→ Your assignment
With every picture left out, give the data below back exactly.
START Provided records
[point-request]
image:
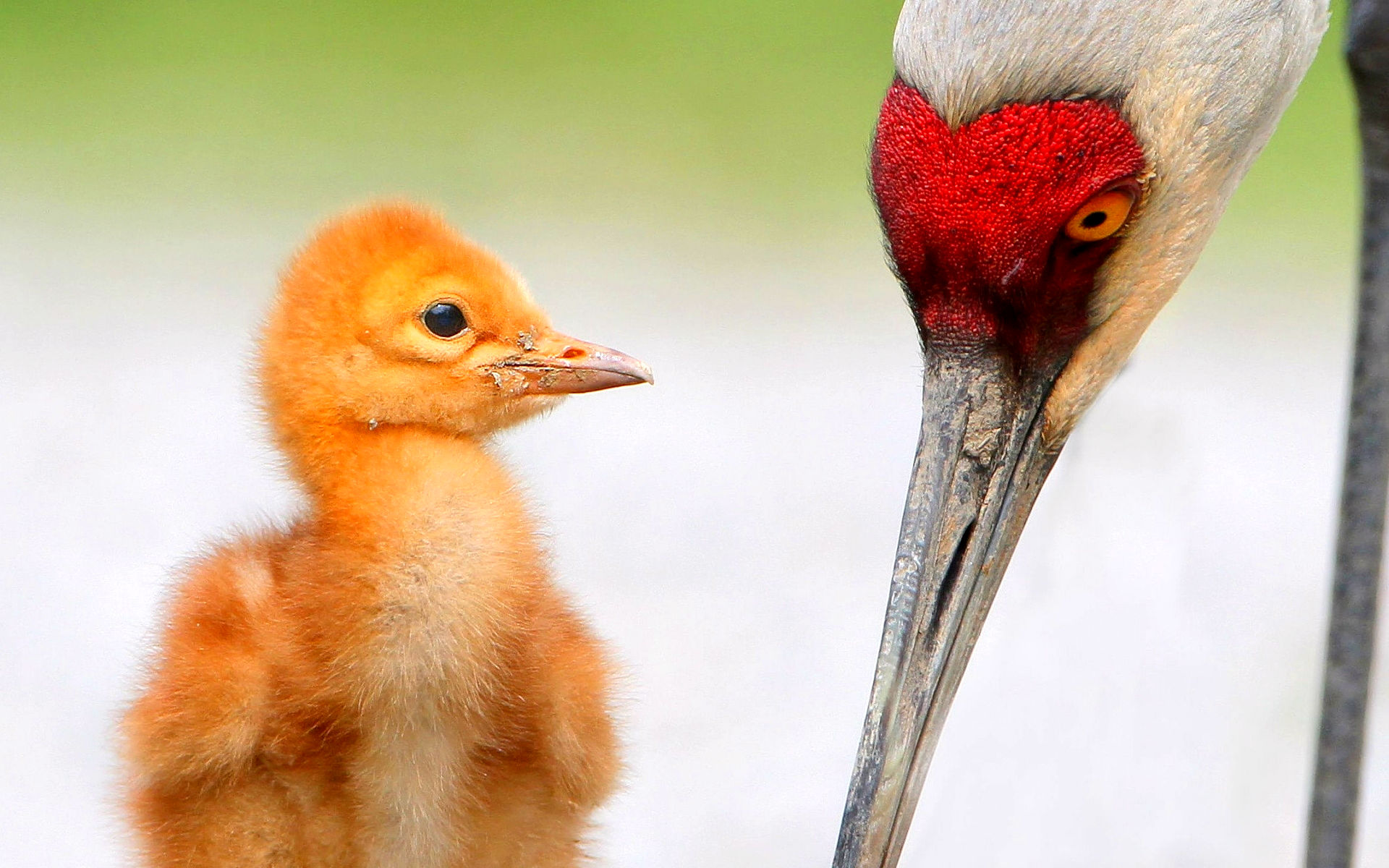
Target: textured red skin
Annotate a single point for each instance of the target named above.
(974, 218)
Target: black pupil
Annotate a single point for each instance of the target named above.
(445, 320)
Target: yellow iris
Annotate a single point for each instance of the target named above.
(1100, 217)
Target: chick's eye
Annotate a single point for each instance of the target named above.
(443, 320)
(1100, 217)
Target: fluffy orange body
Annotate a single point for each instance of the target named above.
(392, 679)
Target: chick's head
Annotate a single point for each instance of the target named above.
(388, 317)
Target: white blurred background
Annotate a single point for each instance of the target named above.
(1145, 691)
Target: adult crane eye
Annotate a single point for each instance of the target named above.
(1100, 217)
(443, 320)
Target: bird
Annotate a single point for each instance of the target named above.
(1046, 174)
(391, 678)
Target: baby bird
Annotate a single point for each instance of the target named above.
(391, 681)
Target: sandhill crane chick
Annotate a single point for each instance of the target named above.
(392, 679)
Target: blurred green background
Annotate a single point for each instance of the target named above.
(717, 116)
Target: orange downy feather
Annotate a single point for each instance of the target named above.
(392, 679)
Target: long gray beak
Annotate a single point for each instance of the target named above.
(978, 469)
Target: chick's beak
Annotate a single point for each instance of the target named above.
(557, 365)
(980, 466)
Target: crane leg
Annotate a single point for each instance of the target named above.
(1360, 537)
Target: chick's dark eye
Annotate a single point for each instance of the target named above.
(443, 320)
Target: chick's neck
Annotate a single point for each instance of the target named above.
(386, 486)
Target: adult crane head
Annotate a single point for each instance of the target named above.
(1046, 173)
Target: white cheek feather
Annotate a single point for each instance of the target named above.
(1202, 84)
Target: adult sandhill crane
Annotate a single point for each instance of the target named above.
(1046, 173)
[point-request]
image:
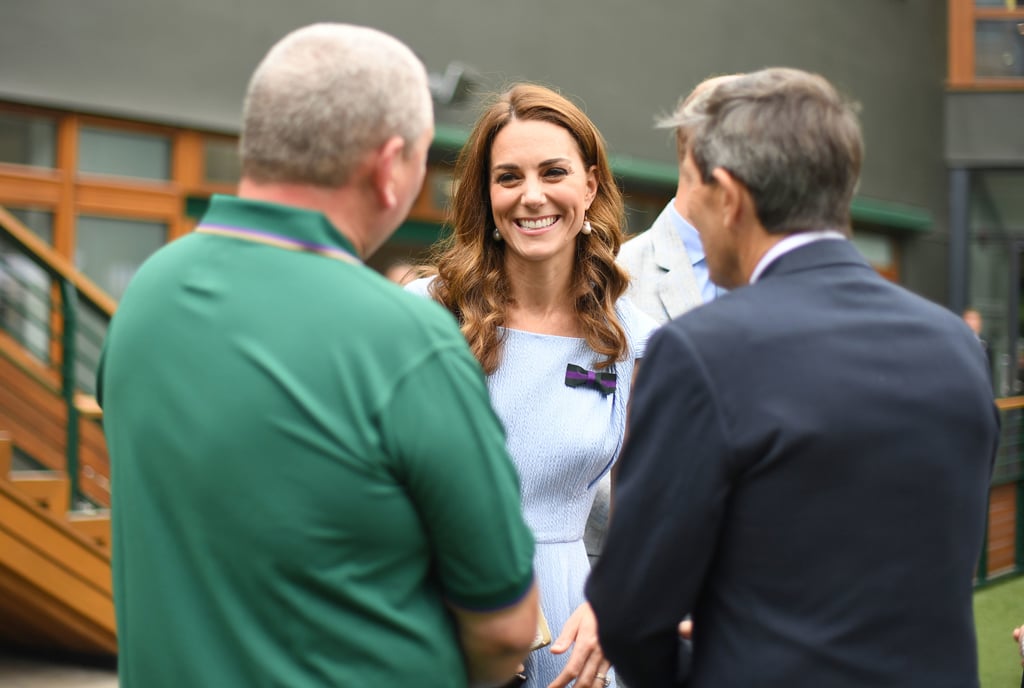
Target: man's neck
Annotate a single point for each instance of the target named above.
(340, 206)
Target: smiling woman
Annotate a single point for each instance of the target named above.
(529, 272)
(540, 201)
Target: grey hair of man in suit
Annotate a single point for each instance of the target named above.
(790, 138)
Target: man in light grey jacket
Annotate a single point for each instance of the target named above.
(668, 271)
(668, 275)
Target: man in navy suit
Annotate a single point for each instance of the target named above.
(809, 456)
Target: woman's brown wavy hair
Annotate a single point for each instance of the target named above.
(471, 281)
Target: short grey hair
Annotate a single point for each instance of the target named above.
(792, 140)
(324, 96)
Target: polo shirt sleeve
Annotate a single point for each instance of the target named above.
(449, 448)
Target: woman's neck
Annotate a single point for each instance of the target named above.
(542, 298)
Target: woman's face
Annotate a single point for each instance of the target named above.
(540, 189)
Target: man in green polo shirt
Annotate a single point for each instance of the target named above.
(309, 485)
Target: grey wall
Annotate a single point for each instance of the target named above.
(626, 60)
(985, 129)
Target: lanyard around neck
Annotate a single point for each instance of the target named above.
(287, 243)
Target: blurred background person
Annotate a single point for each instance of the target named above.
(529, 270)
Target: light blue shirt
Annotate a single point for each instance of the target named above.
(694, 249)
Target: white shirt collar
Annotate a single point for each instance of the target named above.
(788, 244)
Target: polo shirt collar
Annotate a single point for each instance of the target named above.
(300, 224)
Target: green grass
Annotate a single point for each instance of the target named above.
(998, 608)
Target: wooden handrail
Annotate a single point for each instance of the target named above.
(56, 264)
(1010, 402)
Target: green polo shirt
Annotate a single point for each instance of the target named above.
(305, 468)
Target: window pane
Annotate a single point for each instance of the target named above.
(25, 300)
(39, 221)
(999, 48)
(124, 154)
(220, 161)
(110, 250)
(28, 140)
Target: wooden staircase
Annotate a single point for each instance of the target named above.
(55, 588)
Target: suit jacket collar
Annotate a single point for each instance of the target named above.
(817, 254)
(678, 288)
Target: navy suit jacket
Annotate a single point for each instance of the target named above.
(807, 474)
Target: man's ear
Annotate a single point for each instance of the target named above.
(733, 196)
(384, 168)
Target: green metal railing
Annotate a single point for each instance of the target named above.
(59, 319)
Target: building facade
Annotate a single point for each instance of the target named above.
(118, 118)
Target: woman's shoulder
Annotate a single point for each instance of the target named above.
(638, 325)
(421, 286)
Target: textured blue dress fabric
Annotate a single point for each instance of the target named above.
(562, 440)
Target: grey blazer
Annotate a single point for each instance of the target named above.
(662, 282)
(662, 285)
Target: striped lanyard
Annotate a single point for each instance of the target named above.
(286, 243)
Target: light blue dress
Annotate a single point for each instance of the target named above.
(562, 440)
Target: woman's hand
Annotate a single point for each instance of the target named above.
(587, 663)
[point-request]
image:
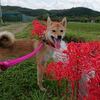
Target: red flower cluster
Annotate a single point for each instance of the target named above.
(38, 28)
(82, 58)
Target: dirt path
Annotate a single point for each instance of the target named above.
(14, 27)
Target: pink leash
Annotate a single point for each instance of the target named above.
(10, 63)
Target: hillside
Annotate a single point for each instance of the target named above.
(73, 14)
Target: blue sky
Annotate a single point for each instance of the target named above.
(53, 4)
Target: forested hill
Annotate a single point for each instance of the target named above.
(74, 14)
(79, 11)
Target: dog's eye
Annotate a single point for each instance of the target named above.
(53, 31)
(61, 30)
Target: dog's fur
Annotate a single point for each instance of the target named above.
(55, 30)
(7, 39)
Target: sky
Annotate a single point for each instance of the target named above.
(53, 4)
END Provided records
→ Response box
[point-request]
image:
Target: textured red skin
Annotate a single point for each instance of the target named above.
(974, 218)
Target: black pupil
Annotate a single point for each instance of the target named above.
(445, 320)
Target: yellow iris
Annotate a single point for each instance of the target named above.
(1100, 217)
Target: chick's eye
Annotate a single point for each instance of the target named above.
(443, 320)
(1100, 217)
Target: fluffy orange body
Annotate a single point for each instance of the target named above.
(392, 679)
Target: chick's head
Annotate a single point for each instance of the target named above.
(388, 317)
Target: white blurred background
Annotate a single point for each instance of the target named above.
(1145, 691)
Target: adult crane eye
Annotate a single point for each instance of the target named above.
(1100, 217)
(443, 320)
Target: bird
Annotate a single point for each instance of the target named above.
(1046, 174)
(391, 678)
Target: baby bird
Annotate a single point for each instance of the target named above.
(391, 681)
Target: sandhill crane chick
Annotate a single point for each instance of the target named above.
(392, 679)
Target: blurred green background
Annotate a single point for each instance of the target named above.
(717, 116)
Target: orange downy feather
Annotate a single point for each instance of the target named above.
(392, 679)
Target: long gray beak
Annotate a single point for each instance of the target named above.
(978, 469)
Target: chick's beak
Annotate a single point for each instance of the target named above.
(557, 365)
(980, 466)
Target: crane leg
Annotate a single point for each instance of the target named above.
(1360, 537)
Target: chick's dark eye
Annotate a single point for each instance of the target named above.
(443, 320)
Target: chick's neck
Annotate a single point for each instance of the target named above.
(386, 486)
Target: adult crane head
Annotate a single point for each instance of the target named above.
(1046, 173)
Target: white cheek feather
Annotate a single point for each instance of the target named above.
(1202, 84)
Target: adult sandhill crane
Annotate a single point for each instance of the target named above.
(1046, 173)
[point-request]
image:
Target: man's neck
Annotate a single point for each instance of the target named above.
(340, 206)
Target: smiling woman
Annotate a single point for each instance of the target named above.
(529, 272)
(540, 201)
Target: grey hair of man in suit
Annotate a single point for each instance of the target named above.
(790, 138)
Target: man in light grey jacket
Annotate a single point for each instance of the target named above.
(668, 271)
(668, 275)
Target: man in navy suit
Annotate a single point for each instance of the target named above.
(809, 456)
Target: woman's brown wavy hair
Annotate a single point for each instance of the target named above.
(471, 281)
Target: short grey hair
Annotate a single point for each instance of the target named above.
(792, 140)
(324, 96)
Target: polo shirt sleeve
Annotate a single point for each instance of the target named above.
(449, 448)
Target: woman's neck
Annotate a single point for each instance of the target named above.
(542, 298)
Target: woman's face
Annotate a single point for each instance of the target named above.
(540, 189)
Target: man in green polo shirt
Annotate a single point for each instance of the target named above.
(309, 485)
Target: grey wall
Annotate a single point for each instance of the target named above.
(626, 60)
(985, 129)
Target: lanyard around neck
Annotate a single point for each instance of the target named above.
(287, 243)
Target: blurred background person
Annotate a single point for each instance of the target named above.
(529, 270)
Target: light blue shirt
Annotate a single point for each instance of the target named above.
(694, 249)
Target: white shirt collar
Annotate a single point for each instance of the target named above.
(788, 244)
Target: polo shirt collar
Annotate a single point for each instance of the target named above.
(300, 224)
Target: green grass
Annotate a single point for each instance of the target named above.
(998, 608)
Target: wooden handrail
Annotate a single point for each instance of the target named above.
(56, 264)
(1010, 402)
Target: green polo shirt
Annotate a single point for each instance of the target named above.
(305, 468)
Target: window pane
Annotate a single point for each instance of the target named above.
(25, 300)
(39, 221)
(999, 48)
(124, 154)
(220, 161)
(110, 250)
(28, 140)
Target: wooden staircase
Annotate a single point for each instance of the target named above.
(55, 588)
Target: suit jacket collar
Annotate a single point for each instance of the target named above.
(817, 254)
(678, 288)
Target: navy suit jacket
Annotate a single point for each instance of the target named above.
(807, 474)
Target: man's ear
Annotate a single point for each instance of the target named above.
(733, 196)
(384, 168)
Target: green metal railing
Annotate a single point for each instance of the target named above.
(59, 319)
Target: building facade
Annotate a single point for each instance of the target named above.
(118, 118)
Target: woman's shoulder
Annotate a single point for each instance of the target named above.
(638, 325)
(421, 286)
Target: textured blue dress fabric
Annotate a single point for each instance of the target named above.
(562, 440)
Target: grey blazer
Annotate a single point for each instance of the target named above.
(662, 282)
(662, 285)
Target: striped lanyard
Annotate a single point for each instance of the target named above.
(286, 243)
Target: light blue dress
Annotate a single point for each instance of the target named above.
(562, 440)
Target: woman's hand
Annotate a single point for each instance of the target named above.
(587, 663)
[point-request]
image:
Target: red flower cluster
Annotate a single point for each instance of the target named above.
(38, 28)
(82, 58)
Target: dirt path
Annotate a single point for each instance of the target named above.
(14, 27)
Target: pink leash
Annotate a single point for each instance of the target named above.
(10, 63)
Target: hillside
Annotate a single point for each instance of the target named above.
(73, 14)
Target: blue sky
Annotate a single point for each instance of the target named above.
(53, 4)
Target: forested hill
Annotate a single point for each instance of the target named above.
(74, 14)
(79, 11)
Target: dog's eye
Annotate a single point for each instance of the target named above.
(53, 31)
(61, 30)
Target: dog's fur
Annotate a single point for each instance of the target named above.
(55, 30)
(7, 39)
Target: sky
Annotate a single point for each instance of the target named above.
(53, 4)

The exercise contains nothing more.